- Objective 1
Extract every row that contains the word "hair".

- Selection
The truth is, it’s hard for people on the outside to properly judge the performance of any coach. Is young players’ development due to his coaching or would they have developed this way without him? Do his systems not work because they are bad systems or because the players aren’t good enough to play them? Does the presence of veterans really make a difference in the on-ice development of rookies? Without being in the room and truly understanding what happens between player and coach and then between coach and management, all we can really do is comment on the on-ice product and, to an extent, what’s said to the media.
So with that in mind, I’ve taken my outsider’s perspective on the Red Wings head coach’s tenure so far and his new extension. Here’s the good, the bad, and the ugly of the Jeff Blashill contract extension:

THE GOOD

When Blashill was brought on board, the Red Wings were already on the downswing. Their star players were getting older and the talent was wearing thin. A year into his NHL career, he lost Pavel Datsyuk. Then, the team fell out of playoff contention and a steady decline through the standings took place. Three years in, he lost Henrik Zetterberg.
There’s a lot of negativity wrapped up in falling from grace so quickly, but through it all, a phoenix has risen from the ashes in the form of four U25 prospects. Dylan Larkin, Anthony Mantha, Andreas Athanasiou, and Tyler Bertuzzi are carrying this team through some pretty heavy competition right now. But it wasn’t always like that. Over the last three years, they’ve developed into the dominating foursome that they are now.
You could argue that they’ve developed despite Blashill, but his management of their ice time over the last three years has climaxed now into a powerhouse top line that is leading the league in scoring over the last week and a half.

NHL Point Leaders Since March 23rd (via NHL.com)

(Location identification entries)
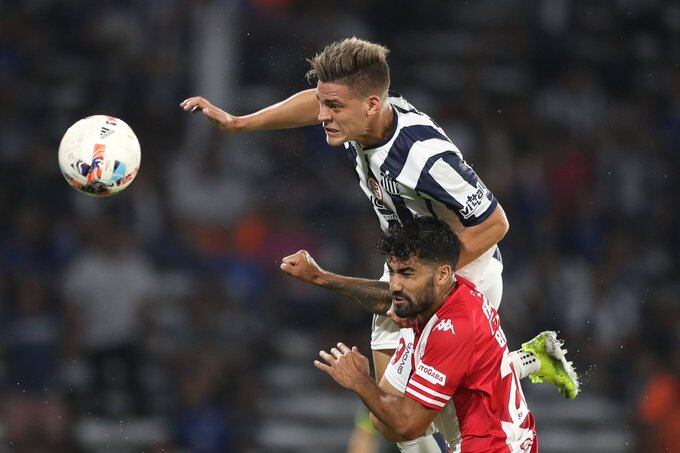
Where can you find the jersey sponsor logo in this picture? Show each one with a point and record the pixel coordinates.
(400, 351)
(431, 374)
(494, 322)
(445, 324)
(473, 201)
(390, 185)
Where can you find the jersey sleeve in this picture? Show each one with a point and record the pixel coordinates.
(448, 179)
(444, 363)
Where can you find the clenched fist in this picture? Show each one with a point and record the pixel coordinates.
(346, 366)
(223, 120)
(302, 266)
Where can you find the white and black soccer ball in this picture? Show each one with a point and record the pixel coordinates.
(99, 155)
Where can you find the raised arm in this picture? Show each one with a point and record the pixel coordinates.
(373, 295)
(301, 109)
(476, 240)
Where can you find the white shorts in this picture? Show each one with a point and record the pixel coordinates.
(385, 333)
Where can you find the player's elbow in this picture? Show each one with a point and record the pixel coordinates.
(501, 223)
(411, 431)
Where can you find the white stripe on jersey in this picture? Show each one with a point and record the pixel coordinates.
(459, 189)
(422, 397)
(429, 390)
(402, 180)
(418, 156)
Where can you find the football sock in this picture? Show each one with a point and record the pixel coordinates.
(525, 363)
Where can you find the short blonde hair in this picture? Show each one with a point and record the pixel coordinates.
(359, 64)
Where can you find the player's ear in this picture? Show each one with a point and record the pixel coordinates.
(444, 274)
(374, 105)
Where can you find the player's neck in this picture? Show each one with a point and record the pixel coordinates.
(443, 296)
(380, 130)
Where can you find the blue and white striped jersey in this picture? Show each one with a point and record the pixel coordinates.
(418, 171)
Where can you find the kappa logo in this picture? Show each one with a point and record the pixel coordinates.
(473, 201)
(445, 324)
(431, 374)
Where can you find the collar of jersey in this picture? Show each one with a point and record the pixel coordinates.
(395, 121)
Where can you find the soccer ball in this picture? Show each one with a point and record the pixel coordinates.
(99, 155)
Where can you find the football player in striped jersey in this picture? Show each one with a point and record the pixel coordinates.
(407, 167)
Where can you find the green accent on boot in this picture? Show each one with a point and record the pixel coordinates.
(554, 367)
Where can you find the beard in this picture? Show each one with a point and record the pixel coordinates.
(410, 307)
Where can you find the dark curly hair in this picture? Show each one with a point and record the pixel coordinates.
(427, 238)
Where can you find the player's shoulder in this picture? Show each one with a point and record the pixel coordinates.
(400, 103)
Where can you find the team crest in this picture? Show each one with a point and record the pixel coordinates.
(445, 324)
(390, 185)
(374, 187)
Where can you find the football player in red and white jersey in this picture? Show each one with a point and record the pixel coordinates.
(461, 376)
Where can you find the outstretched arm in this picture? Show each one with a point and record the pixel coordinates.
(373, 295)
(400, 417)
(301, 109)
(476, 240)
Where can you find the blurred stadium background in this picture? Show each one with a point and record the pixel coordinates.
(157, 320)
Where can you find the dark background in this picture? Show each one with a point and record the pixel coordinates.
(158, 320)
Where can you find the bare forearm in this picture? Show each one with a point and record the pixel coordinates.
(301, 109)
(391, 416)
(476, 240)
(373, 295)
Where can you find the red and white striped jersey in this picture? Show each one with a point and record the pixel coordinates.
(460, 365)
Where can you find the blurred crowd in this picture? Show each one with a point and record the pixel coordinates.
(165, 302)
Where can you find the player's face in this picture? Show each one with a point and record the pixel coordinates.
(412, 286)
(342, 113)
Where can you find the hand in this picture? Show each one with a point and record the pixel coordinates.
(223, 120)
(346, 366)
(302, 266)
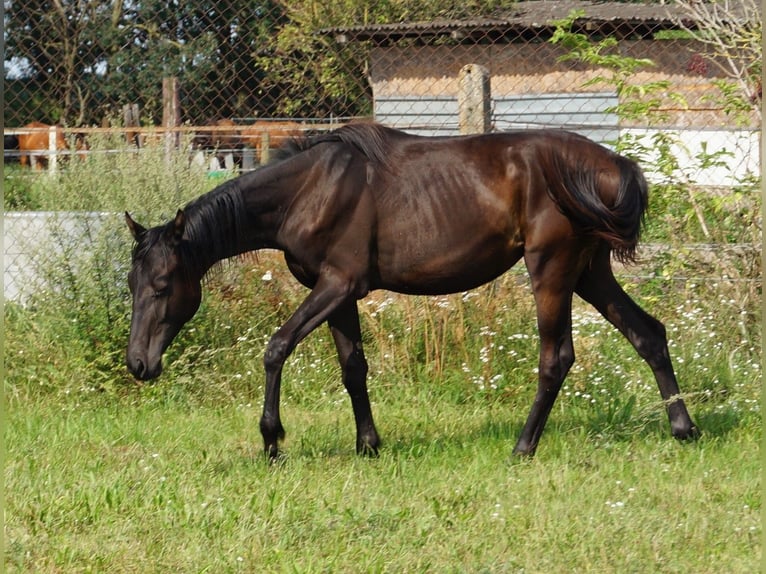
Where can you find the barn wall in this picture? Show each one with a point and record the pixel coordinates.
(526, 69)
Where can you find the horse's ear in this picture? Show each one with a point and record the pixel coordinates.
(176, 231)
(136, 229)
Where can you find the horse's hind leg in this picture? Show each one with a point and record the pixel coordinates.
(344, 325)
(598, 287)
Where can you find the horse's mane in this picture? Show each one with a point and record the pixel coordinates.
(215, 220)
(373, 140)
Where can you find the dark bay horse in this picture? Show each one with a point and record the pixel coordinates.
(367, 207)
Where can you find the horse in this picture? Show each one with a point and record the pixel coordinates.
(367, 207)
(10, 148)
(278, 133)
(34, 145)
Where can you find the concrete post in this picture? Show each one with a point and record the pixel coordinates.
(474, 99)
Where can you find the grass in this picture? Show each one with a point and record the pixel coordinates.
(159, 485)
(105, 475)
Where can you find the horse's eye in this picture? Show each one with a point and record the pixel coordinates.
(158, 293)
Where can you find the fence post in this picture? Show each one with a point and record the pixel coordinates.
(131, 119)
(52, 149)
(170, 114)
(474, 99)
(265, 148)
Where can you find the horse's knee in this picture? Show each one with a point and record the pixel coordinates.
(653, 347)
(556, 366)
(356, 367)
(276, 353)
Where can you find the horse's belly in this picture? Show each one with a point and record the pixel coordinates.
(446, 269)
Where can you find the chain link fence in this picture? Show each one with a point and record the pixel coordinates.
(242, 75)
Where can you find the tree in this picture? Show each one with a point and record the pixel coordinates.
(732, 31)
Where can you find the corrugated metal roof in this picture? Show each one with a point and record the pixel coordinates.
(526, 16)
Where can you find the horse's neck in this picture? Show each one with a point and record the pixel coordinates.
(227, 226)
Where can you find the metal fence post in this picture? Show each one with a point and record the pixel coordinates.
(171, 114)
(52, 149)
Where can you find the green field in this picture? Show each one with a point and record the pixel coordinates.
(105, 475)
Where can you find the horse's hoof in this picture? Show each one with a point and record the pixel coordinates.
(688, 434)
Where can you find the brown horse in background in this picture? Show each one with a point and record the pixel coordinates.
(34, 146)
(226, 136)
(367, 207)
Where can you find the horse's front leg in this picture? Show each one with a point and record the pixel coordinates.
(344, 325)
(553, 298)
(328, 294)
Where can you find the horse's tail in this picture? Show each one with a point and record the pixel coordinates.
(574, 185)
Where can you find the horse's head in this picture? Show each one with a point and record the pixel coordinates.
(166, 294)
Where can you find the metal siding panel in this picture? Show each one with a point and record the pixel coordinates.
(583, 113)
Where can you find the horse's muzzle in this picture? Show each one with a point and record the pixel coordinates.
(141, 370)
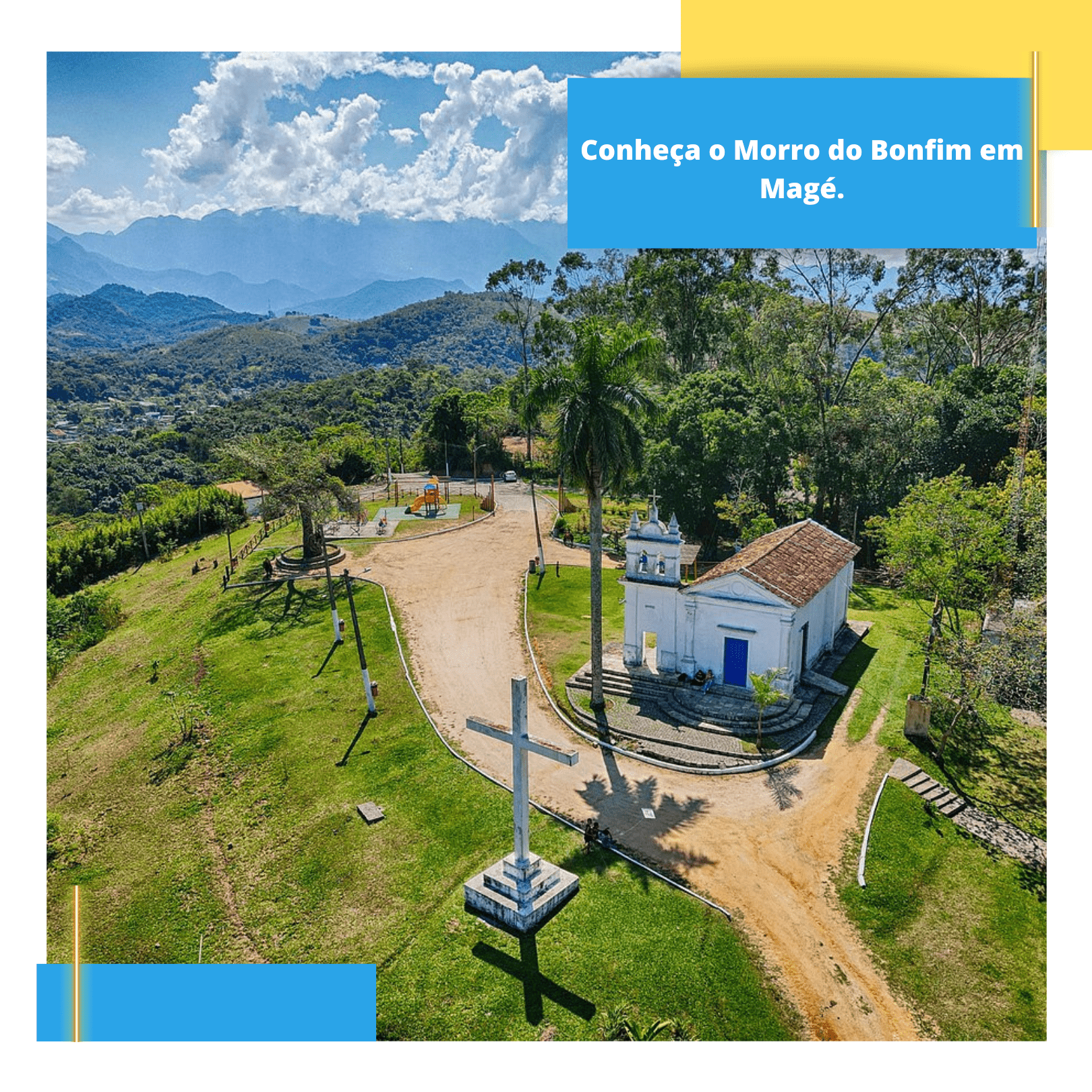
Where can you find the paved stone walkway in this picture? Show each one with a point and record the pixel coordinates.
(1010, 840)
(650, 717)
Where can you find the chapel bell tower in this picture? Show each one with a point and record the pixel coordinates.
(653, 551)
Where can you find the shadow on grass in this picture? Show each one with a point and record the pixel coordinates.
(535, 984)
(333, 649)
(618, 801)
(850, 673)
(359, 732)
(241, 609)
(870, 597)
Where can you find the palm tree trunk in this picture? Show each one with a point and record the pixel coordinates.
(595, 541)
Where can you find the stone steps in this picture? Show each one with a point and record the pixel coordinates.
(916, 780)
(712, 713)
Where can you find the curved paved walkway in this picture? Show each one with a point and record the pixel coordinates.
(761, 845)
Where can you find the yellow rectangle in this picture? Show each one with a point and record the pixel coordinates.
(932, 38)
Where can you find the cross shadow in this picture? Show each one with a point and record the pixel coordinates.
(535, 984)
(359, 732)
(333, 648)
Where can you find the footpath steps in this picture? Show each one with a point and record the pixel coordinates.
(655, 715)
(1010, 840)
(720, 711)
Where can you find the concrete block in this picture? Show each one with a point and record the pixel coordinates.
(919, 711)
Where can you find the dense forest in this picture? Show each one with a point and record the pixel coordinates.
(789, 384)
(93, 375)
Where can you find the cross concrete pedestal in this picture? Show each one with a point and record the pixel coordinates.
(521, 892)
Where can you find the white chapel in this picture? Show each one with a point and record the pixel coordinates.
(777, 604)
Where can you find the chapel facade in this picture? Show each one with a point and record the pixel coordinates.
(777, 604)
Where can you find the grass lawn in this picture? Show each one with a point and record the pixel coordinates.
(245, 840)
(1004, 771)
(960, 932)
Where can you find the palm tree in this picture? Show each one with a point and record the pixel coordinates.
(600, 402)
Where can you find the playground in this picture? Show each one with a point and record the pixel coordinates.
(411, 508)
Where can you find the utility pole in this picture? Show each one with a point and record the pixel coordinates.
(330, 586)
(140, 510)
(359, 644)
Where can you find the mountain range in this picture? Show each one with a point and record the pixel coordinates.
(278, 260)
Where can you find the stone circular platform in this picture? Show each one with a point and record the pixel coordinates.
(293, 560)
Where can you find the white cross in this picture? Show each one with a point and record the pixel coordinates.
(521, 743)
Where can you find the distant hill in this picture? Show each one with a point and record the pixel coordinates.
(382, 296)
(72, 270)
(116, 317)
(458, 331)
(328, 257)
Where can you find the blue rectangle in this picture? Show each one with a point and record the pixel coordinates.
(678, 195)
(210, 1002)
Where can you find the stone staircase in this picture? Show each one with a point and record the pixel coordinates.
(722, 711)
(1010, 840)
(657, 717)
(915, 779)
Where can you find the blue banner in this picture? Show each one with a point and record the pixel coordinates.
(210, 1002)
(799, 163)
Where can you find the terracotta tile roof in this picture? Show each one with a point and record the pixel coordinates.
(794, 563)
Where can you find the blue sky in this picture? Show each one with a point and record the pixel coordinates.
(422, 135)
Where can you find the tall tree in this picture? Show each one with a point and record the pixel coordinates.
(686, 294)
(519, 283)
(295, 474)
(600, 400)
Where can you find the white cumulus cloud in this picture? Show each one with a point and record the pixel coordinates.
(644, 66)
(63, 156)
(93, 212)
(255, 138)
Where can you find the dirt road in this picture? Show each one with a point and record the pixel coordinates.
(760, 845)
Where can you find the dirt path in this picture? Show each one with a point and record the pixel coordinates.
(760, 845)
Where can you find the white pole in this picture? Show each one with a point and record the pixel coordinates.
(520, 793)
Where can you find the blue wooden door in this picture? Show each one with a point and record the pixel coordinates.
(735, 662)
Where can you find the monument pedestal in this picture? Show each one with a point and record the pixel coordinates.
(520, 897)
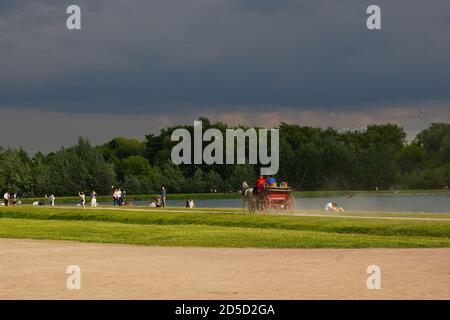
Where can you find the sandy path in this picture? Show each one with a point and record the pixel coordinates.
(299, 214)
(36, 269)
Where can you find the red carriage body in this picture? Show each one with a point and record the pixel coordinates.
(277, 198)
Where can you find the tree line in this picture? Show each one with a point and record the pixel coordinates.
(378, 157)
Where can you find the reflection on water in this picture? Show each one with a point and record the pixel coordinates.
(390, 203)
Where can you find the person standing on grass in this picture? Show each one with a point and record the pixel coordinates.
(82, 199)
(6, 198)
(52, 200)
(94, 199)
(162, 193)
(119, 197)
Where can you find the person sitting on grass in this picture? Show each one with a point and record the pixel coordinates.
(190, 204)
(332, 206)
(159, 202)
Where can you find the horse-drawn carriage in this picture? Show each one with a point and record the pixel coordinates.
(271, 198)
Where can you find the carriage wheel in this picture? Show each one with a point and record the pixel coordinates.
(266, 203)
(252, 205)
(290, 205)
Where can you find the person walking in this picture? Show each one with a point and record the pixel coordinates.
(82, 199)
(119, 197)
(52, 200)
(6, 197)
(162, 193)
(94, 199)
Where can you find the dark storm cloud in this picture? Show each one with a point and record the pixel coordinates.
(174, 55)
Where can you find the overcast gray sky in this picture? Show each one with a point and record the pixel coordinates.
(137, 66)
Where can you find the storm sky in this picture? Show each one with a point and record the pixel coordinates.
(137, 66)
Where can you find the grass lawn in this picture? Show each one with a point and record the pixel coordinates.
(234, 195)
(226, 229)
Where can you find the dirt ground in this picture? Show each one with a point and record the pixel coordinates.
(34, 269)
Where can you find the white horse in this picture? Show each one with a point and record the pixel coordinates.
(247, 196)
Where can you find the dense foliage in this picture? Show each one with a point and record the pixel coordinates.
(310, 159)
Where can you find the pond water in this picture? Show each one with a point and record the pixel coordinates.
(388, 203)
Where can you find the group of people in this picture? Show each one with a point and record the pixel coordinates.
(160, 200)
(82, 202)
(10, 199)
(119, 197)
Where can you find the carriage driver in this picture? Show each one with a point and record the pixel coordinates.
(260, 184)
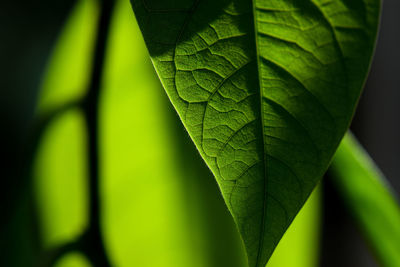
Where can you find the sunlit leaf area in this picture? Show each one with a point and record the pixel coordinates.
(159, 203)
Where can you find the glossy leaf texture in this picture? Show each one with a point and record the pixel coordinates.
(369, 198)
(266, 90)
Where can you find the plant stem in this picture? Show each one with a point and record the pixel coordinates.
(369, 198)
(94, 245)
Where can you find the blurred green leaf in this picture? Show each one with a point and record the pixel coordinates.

- Objective 2
Answer these questions about the Blashill extension commentary:
(a) Which player did Blashill lose a year into his NHL career?
(b) Which four U25 prospects does the commentary name?
(c) Starting from what date are the NHL point leaders listed, and which site is given as the source?

- Exercise answer 1
Where can you find the short blonde hair in this picture? Show each one with a point and record the pixel coordinates.
Where can you find the dark curly hair in this picture? Show each one with a point and record the pixel coordinates.

- Exercise answer 2
(a) Pavel Datsyuk
(b) Dylan Larkin, Anthony Mantha, Andreas Athanasiou, and Tyler Bertuzzi
(c) March 23rd, via NHL.com